Este apoyo económico está provocando que muchas comunidades de vecinos lo aprovechen, lógicamente. No obstante, da la impresión que, a veces y a la vista de los resultados, la intervención arquitectónica se ha llevado a cabo con apresuramiento, sin un buen estudio con las mejores soluciones posibles. Debido a esto y supongo que para evitar males mayores, están proliferando las conferencias de especialistas, los simposios y foros profesionales sobre el asunto, los suplementos periodístico-informativos, las oficinas de rehabilitación energética que ayudan al peticionario de la subvención a entender la normativa y a gestionar una burocracia compleja, etc.

Voy ya a lo que me interesa decir. Las empresas que han centrado sus servicios en estas labores defienden que los edificios particulares aprovechen la renovación en las fachadas no sólo para adecuarse a la normativa y obtener fondos EU, sino también para modernizar y revalorizar las construcciones así intervenidas. Para ello, estas empresas apuestan por nuevos materiales que permiten llevar a cabo un cambio estético, aportando -dicen- un valor añadido a la fachada del inmueble. Ese revestimiento exterior se puede realizar mediante una gran diversidad de materiales, siendo habituales las placas cerámicas y de piedra natural o el muy versátil composite, una resina compuesta a base de mezclas heterogéneas de materiales sintéticos que, dependiendo de la mezcla, ofrece unas propiedades u otras.

● MATERIAL EXTRAÍDO:
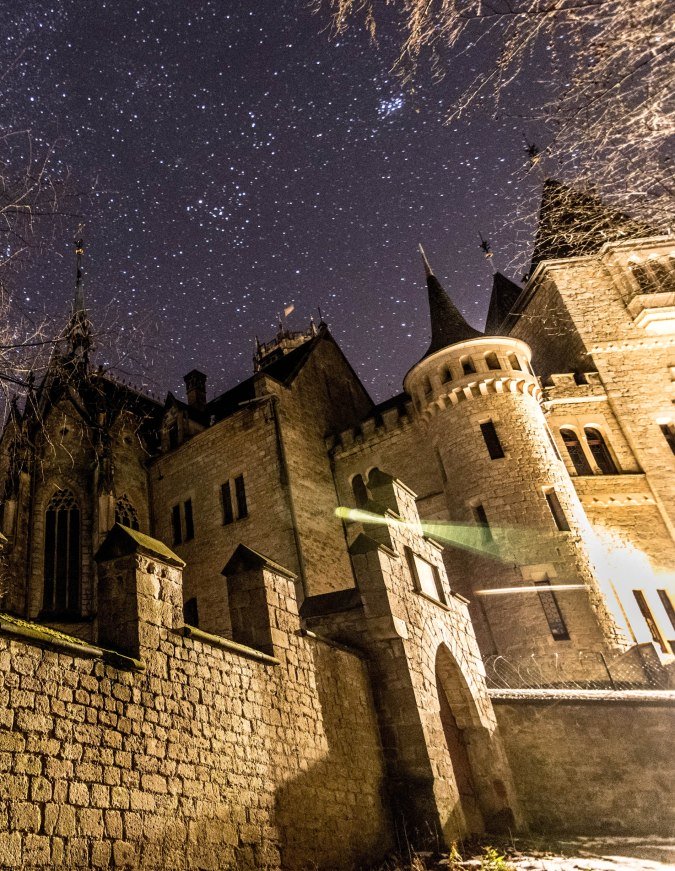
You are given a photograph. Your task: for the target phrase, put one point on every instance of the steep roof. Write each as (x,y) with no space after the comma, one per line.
(573,223)
(504,295)
(448,325)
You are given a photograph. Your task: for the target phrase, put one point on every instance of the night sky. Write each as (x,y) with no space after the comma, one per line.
(243,161)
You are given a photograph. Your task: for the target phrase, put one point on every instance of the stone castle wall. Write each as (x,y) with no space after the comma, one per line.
(595,765)
(203,754)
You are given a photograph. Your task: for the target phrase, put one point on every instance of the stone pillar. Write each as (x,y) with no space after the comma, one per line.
(263,605)
(140,591)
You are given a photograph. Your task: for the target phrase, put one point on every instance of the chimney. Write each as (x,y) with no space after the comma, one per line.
(195,386)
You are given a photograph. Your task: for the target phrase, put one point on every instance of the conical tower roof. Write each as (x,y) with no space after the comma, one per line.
(448,325)
(504,295)
(573,223)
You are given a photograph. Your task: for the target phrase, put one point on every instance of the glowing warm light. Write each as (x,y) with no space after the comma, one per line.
(563,588)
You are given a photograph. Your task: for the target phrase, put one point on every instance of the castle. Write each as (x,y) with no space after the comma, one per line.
(261,630)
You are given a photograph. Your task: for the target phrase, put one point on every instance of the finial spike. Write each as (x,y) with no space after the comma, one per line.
(427,268)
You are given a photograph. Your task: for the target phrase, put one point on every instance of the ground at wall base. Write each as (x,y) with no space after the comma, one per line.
(543,853)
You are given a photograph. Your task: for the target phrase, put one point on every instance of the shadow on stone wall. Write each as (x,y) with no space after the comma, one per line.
(315,811)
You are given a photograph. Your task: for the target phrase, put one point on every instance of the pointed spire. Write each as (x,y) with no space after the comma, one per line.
(448,325)
(79,333)
(504,295)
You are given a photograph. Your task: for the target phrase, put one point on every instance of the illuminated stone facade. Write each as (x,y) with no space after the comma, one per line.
(278,654)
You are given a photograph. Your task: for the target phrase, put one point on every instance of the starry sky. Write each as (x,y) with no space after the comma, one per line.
(235,159)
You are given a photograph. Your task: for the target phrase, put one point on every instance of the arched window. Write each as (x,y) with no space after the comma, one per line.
(467,365)
(576,452)
(125,513)
(62,555)
(360,491)
(600,451)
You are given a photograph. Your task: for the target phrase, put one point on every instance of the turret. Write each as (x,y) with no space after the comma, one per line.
(479,401)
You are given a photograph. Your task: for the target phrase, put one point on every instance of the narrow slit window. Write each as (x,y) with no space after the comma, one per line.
(556,511)
(576,452)
(189,520)
(190,612)
(240,492)
(226,493)
(667,606)
(426,576)
(125,513)
(668,430)
(481,519)
(552,612)
(492,442)
(467,365)
(62,555)
(600,452)
(642,278)
(663,275)
(175,525)
(360,491)
(645,610)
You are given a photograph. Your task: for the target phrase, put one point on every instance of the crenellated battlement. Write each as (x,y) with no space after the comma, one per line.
(470,370)
(573,387)
(382,425)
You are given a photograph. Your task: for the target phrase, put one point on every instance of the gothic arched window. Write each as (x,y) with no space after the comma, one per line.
(125,513)
(600,452)
(576,452)
(62,555)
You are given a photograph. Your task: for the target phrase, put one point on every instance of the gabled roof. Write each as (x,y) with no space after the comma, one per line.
(573,223)
(504,295)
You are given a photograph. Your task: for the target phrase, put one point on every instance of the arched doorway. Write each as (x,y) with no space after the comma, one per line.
(457,713)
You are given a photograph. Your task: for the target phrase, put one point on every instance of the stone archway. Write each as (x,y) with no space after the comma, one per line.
(458,713)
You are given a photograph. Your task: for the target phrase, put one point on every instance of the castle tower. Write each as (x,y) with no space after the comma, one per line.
(512,508)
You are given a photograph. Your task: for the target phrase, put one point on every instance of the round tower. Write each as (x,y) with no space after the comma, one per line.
(522,534)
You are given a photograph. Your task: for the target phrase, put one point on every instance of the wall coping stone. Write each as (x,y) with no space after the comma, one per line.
(546,696)
(44,635)
(227,644)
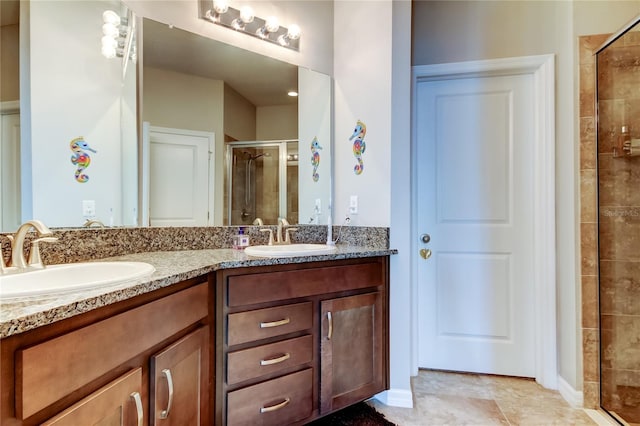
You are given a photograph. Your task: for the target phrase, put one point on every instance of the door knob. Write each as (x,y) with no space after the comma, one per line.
(425,253)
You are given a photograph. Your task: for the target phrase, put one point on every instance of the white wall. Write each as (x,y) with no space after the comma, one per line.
(239,116)
(315,18)
(184,101)
(277,122)
(372,82)
(314,112)
(362,70)
(75,92)
(470,30)
(9,68)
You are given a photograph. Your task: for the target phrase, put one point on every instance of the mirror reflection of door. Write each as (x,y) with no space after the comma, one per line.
(261,182)
(180,177)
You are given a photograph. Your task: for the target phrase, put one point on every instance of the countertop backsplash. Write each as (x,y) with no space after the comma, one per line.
(77,245)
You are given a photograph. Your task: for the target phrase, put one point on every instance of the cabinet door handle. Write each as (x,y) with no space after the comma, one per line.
(275,360)
(275,323)
(139,413)
(275,407)
(165,413)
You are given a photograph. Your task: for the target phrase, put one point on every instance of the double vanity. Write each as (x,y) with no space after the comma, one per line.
(211,336)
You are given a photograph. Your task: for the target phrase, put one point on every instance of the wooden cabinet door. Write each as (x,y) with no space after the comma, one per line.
(352,350)
(117,404)
(180,382)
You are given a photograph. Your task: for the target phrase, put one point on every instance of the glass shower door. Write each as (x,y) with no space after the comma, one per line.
(255,183)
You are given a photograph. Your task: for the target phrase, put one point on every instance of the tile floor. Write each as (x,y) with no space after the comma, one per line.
(443,398)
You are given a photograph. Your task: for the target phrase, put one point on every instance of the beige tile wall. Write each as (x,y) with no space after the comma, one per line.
(588,219)
(612,236)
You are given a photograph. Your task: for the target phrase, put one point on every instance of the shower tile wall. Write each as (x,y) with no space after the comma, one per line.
(619,228)
(618,194)
(588,220)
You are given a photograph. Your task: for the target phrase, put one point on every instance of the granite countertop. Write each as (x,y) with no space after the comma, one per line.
(171,267)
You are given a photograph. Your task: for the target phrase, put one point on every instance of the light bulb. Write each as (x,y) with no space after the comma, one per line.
(109,42)
(246,14)
(294,32)
(110,17)
(110,30)
(108,52)
(271,24)
(220,6)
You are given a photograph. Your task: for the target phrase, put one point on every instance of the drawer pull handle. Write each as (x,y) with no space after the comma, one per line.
(275,407)
(275,323)
(165,413)
(139,412)
(275,360)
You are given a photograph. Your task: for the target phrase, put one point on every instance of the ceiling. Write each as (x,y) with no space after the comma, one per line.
(261,80)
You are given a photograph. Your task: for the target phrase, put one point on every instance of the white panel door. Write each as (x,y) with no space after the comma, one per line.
(179,177)
(475,199)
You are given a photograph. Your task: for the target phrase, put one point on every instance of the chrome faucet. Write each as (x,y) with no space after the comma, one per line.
(284,224)
(18,260)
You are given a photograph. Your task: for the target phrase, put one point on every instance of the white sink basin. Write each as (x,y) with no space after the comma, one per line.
(289,250)
(60,279)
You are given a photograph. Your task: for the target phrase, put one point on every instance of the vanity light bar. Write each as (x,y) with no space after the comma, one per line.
(244,21)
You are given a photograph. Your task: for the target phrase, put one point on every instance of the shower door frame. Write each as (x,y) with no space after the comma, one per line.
(281,144)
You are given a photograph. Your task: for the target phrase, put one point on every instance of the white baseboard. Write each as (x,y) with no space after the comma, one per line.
(396,398)
(574,397)
(601,418)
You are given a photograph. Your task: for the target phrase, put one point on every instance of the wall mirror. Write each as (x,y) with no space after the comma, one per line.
(71,91)
(269,153)
(72,101)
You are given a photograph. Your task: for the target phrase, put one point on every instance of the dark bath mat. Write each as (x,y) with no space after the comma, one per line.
(361,414)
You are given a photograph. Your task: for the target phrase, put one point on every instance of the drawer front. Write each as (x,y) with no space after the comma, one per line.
(267,359)
(259,324)
(273,286)
(53,369)
(279,402)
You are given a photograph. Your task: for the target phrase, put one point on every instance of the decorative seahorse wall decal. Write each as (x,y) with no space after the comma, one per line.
(315,158)
(80,157)
(359,145)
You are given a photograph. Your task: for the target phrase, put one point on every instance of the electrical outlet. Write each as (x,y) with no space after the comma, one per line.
(88,209)
(353,204)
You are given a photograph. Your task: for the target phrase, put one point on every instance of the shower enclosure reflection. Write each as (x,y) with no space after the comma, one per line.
(261,182)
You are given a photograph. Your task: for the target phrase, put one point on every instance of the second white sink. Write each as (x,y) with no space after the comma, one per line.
(66,278)
(289,250)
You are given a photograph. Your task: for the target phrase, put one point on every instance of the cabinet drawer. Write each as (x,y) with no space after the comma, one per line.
(53,369)
(263,323)
(266,359)
(272,286)
(280,401)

● INSTRUCCIONES: Retoma el texto sobre la renovación de fachadas justo después de su última frase. Las líneas no tienen nada que ver con el texto.

● RESULTADO:
Esos objetivos de ahorro energético están muy bien, son lógicos y necesarios, nadie los discutirá, pero sí puede y debe cuestionarse algunas de sus consecuencias visuales. Estas aparecen cuando el proyecto se diseña con nulo respeto hacia el edificio en que se interviene y no me refiero sólo a los inmuebles de obvio y declarado valor histórico, sino a otros muchos -una gran mayoría de hecho-, que no eran tenidos en mucha estima y consideración hasta que estas actuaciones han empezado a proliferar. El cubrimiento de fachadas con ladrillo caravista, construidas durante los años 50, 60 y 70, santo y seña de la arquitectura bilbaína, pone en riesgo la estética de la ciudad moderna y también su idiosincrasia al hacer peligrar la personalidad que la caracteriza, provocando una uniforme monotonía en los entornos del paisaje urbano. En Bilbao, San Sebastián, Pamplona… estamos viendo resultados lamentables que han desfigurado tanto notables edificios racionalistas diseñados por relevantes arquitectos como dignísimos ejemplos de bloques de viviendas que sólo ahora, tras un rechapado insensible y rutinario, echamos de menos en su aspecto original, con matices y detalles que antes, sin embargo, desdeñábamos o considerábamos poco interesantes. Estos alicatados en busca de eficiencias energéticas, a menudo, en manos poco profesionales y cuidadosas, suponen irrespetuosas y severas transgresiones.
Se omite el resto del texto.